YOUR INSTRUCTIONS: Resume the passage on modeling gas migration through heterogeneous geomaterials, picking up directly after its final sentence.

SOURCE TEXT:
Previous numerical studies have shown that models incorporating material heterogeneity (e.g. Alonso et al., 2006; Delahaye and Alonso, 2002; Guo and Fall, 2019) can successfully reproduce the formation of localised gas flow. Gas was found to migrate preferentially through regions with higher permeability and lower air-entry value (AEV). Subsequent models incorporating material heterogeneity (e.g. Arnedo et al., 2013; Corman et al., 2024; Dagher et al., 2021; Damians et al., 2022; Gerard et al., 2014; Gonzalez-Blanco et al., 2016; Rodriguez-Dono et al., 2023; Senger et al., 2018) have captured key results from laboratory gas injection tests. However, with the exception of Rodriguez-Dono et al. (2023), these models introduced heterogeneity arbitrarily, without accounting for any spatial structures or correlations. As a result, the natural heterogeneity of geomaterials was not adequately represented, and the analyses were often found to be mesh-dependent. Furthermore, the parameters of these models generally require tuning to reproduce the various observed responses (pressure, flow rate, deformation), thereby limiting the predictive capacity of these deterministic approaches. To address these limitations, probabilistic approaches that incorporate a large number of realisations offer a more realistic approach to capture the heterogeneity of geomaterials and its impact on gas migration.

Spatially correlated random fields have been widely used for stochastic analyses in hydrogeology using the random finite-element method. El‐Kadi and Brutsaert (1985) found that the effective permeability of heterogeneous porous media is governed by both the distribution of the hydraulic conductivity and its spatial correlation. Fenton and Griffiths (1993) analysed the statistical results of the hydraulic conductivity of a bounded domain with different aspect ratios and found that the mean of the effective conductivity can be approximated by the geometric mean of the input hydraulic conductivity field, provided that the field follows a log-normal distribution. This finding was extended to three-dimensional (3D) conditions (Selvadurai and Selvadurai, 2014), emphasising that the observation is only valid under isotropic conditions without considering the effects of fracturing. Griffiths and Fenton (1993) conducted a stochastic analysis of seepage beneath a cut-off wall and found that the mean effective conductivity decreases as the variance of the input permeability increases, as low-permeability zones can create a bottleneck that restricts flow. Furthermore, Griffiths and Fenton (2024) found that the mean hydraulic conductivity in seepage problem converges to the deterministic result – calculated using the mean of the input permeability field – when the spatial correlation length approaches either a very high or very low limiting value. In addition, Griffiths and Fenton (1997) demonstrated that, under 3D conditions, the mean effective conductivity increases while the variability of the distribution decreases compared to two-dimensional (2D) conditions.

SUPPLIED DATA:
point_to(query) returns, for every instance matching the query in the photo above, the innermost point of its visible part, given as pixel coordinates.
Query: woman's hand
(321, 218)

OUTPUT:
In unsaturated soils, stochastic analysis has also been widely applied to investigate seepage problems under embankments, using methods such as the random finite element method (e.g. Chi et al., 2023; Le et al., 2012; Liu et al., 2015; Shahrokhabadi and Vahedifard, 2018) and the random finite difference method (e.g. Tan et al., 2017). Hydraulic conductivity and AEV are commonly treated as random variables in such analyses (Chi et al., 2023; Cho, 2012; Shahrokhabadi and Vahedifard, 2018). Le et al. (2012) selected porosity as the random variable, linking it to hydraulic conductivity and AEV through empirical relationships. Input random variables such as porosity are typically assumed to follow a log-normal distribution, and previous studies have found that output variables, such as outflow rates, also follow the log-normal distribution (Le et al., 2012; Liu et al., 2015; Shahrokhabadi and Vahedifard, 2018). The effects of variance and the correlation length of the input variables on the output variables were widely discussed. Although partially saturated conditions were considered in these studies, the seepage problems were considered as single-phase flow problems.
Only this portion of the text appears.